WHAT YOU WILL DO:
Copy each of the following lines word for word.

RECORDED DATA:
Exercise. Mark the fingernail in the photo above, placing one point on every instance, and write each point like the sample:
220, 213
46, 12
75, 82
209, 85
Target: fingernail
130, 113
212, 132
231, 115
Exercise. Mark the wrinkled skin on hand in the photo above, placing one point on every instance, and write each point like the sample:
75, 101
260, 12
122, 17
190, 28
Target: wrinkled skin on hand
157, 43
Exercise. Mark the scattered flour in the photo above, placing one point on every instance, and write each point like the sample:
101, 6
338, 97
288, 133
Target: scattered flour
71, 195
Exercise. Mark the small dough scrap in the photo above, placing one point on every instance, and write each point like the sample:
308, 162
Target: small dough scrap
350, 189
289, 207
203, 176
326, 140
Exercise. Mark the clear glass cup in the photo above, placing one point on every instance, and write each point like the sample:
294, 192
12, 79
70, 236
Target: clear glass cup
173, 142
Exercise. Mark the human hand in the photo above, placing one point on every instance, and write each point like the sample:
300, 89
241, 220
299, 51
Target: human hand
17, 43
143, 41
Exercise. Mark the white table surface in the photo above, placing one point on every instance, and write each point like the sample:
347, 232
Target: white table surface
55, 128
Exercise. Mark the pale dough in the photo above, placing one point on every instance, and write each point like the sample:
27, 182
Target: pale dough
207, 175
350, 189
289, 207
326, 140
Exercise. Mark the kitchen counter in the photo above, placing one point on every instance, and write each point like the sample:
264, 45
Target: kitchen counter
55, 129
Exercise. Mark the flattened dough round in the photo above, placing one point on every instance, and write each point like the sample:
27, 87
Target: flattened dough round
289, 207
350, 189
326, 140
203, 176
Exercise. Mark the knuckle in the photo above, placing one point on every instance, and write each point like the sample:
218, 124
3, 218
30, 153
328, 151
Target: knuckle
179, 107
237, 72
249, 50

WORKED ANSWER:
Exercise. Mark the fingernail in the photo above, placing one point on every instance, and write each point like the sample:
220, 213
46, 12
75, 82
209, 85
Target: fingernail
130, 113
212, 132
231, 115
Exercise. Mark the wrinkled skin on hand in the photo above, placing one point on every instance, and write each point like the sample:
75, 101
260, 12
122, 17
190, 28
Target: wrinkled skin on hand
157, 43
Exercise. Mark the scattered flour in the photo above, placing one point on every instance, and write each point like the sample:
101, 6
338, 97
288, 133
Target: scattered flour
71, 195
Exercise. Mark the small dough scrap in the photo above, placing one point on every instance, and write each point like the sample:
308, 162
Target: small dough scrap
350, 189
289, 207
203, 176
326, 140
Exercise. Mark the clear glass cup in the photo above, placing one point on every instance, and write each point like the sample:
294, 192
12, 79
70, 236
Target: clear glass cup
173, 142
Exercise. Mark the human hand in the photo above, placing one point on every instance, and write each point like the sample:
300, 89
241, 220
299, 51
Target: human hand
17, 43
143, 41
Exercise. Mark the white table surface in the photo above, placing one point on every instance, and write each point like the sample:
347, 232
Target: white table surface
55, 128
Exercise. Mark the pale dough in the photo above, placing one point on every instance, and write each point like the sample:
27, 182
Target: pale dough
207, 175
350, 189
289, 207
326, 140
Exercise. Mark the kitchen counter in the photo above, placing one point on every instance, and write each point like the sample:
264, 45
Target: kitchen counter
55, 129
Exercise. Mark the flattened dough round in the photo above, placing one point on every instance, and write each point like the sample:
27, 87
Target: flattened dough round
289, 207
350, 189
326, 140
203, 176
Exercise. Mark the knuckle in the photo above, placing one point on every instance, and write each point like the sample:
218, 124
3, 218
30, 153
328, 151
Target: knuckle
179, 107
237, 72
249, 50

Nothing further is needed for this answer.